Observers do not expect the cosmetic makeover that Min Aung Hlaing announced on July 31 to result in any substantive policy changes for a military regime that has committed severe repression and human rights atrocities. Instead, the announcement signals that preparations are underway for an election Min Aung Hlaing has been promising to hold ever since he jailed Myanmar’s civilian leader, Aung San Suu Kyi, in February 2021.
Suu Kyi’s National League for Democracy (“NLD”) is barred from competing in the election, which is scheduled for December. That’s enough to render the entire operation a sham.
China, the main backer of Myanmar’s military regime, is also the principal architect of the election. In a recent report, the International Crisis Group said Beijing views the election as a “quid pro quo” for preventing the regime’s collapse.
Why Myanmar’s ‘Election’ is Bad for India, Good for China
Myanmar has been engulfed in violent conflict since its military ousted the democratically elected leader Aung San Suu Kyi’s government in February 2021, citing unproven claims of electoral fraud.
Large parts of the country are now governed by various pro-democracy guerrilla groups and powerful ethnic armed organisations, all of which have vowed to block the elections in their territories.
The civil war has killed thousands, left more than half the nation impoverished, and more than 3.5 million people displaced. India is bearing the brunt of the refugee crisis arising out of the protracted civil war.

EXTRACTED RECORDS:
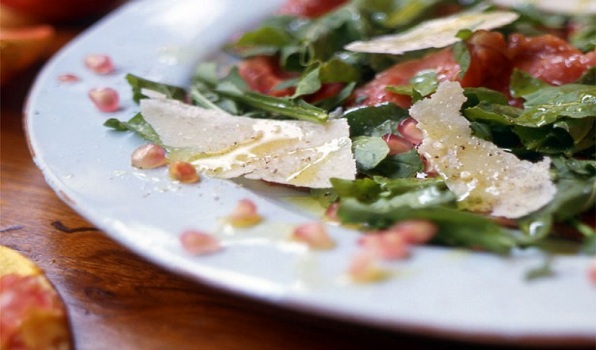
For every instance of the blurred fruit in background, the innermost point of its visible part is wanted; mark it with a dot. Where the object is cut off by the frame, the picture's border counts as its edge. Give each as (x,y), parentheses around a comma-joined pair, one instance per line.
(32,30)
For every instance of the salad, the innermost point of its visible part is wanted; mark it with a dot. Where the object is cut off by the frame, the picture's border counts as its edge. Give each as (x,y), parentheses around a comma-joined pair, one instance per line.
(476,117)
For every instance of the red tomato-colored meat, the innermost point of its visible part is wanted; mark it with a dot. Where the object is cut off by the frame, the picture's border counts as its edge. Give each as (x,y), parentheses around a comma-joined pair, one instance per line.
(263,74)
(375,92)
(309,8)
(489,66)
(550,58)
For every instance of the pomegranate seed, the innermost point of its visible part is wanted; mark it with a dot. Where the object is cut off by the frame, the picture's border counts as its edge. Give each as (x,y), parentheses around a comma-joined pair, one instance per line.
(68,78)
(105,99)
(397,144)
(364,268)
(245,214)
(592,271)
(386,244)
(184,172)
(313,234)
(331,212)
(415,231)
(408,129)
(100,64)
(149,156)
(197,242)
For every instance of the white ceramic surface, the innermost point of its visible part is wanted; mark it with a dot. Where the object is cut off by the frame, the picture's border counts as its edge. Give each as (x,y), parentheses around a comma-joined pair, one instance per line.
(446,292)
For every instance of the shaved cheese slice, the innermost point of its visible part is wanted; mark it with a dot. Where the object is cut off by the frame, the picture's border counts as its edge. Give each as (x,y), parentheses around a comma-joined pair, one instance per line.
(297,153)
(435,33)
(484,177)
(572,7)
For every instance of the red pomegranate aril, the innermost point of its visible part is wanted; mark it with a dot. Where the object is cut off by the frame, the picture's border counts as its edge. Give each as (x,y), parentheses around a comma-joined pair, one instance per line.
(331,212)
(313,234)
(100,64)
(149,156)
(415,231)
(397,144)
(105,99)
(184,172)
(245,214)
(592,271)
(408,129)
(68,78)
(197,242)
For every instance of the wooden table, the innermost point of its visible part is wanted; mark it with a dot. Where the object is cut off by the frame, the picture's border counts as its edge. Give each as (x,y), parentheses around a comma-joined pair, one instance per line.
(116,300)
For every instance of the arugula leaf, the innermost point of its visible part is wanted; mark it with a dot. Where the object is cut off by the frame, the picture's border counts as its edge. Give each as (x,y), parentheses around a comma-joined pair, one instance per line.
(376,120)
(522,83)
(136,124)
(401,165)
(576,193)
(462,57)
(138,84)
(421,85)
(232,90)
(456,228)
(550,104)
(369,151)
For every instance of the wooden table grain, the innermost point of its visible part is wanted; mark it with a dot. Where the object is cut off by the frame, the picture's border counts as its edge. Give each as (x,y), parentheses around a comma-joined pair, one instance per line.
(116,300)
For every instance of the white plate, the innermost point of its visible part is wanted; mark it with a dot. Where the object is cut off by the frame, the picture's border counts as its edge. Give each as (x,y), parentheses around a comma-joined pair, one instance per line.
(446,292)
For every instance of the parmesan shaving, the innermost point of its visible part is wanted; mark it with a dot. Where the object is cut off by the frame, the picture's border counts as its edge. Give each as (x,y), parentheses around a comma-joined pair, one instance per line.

THE PROBLEM: Copy out the passage on Myanmar's election word for word, starting at the words "Why Myanmar’s ‘Election’" and stopping after "in their territories.". Rely only on the text about Myanmar's election, not on the material.

TASK ANSWER:
Why Myanmar’s ‘Election’ is Bad for India, Good for China
Myanmar has been engulfed in violent conflict since its military ousted the democratically elected leader Aung San Suu Kyi’s government in February 2021, citing unproven claims of electoral fraud.
Large parts of the country are now governed by various pro-democracy guerrilla groups and powerful ethnic armed organisations, all of which have vowed to block the elections in their territories.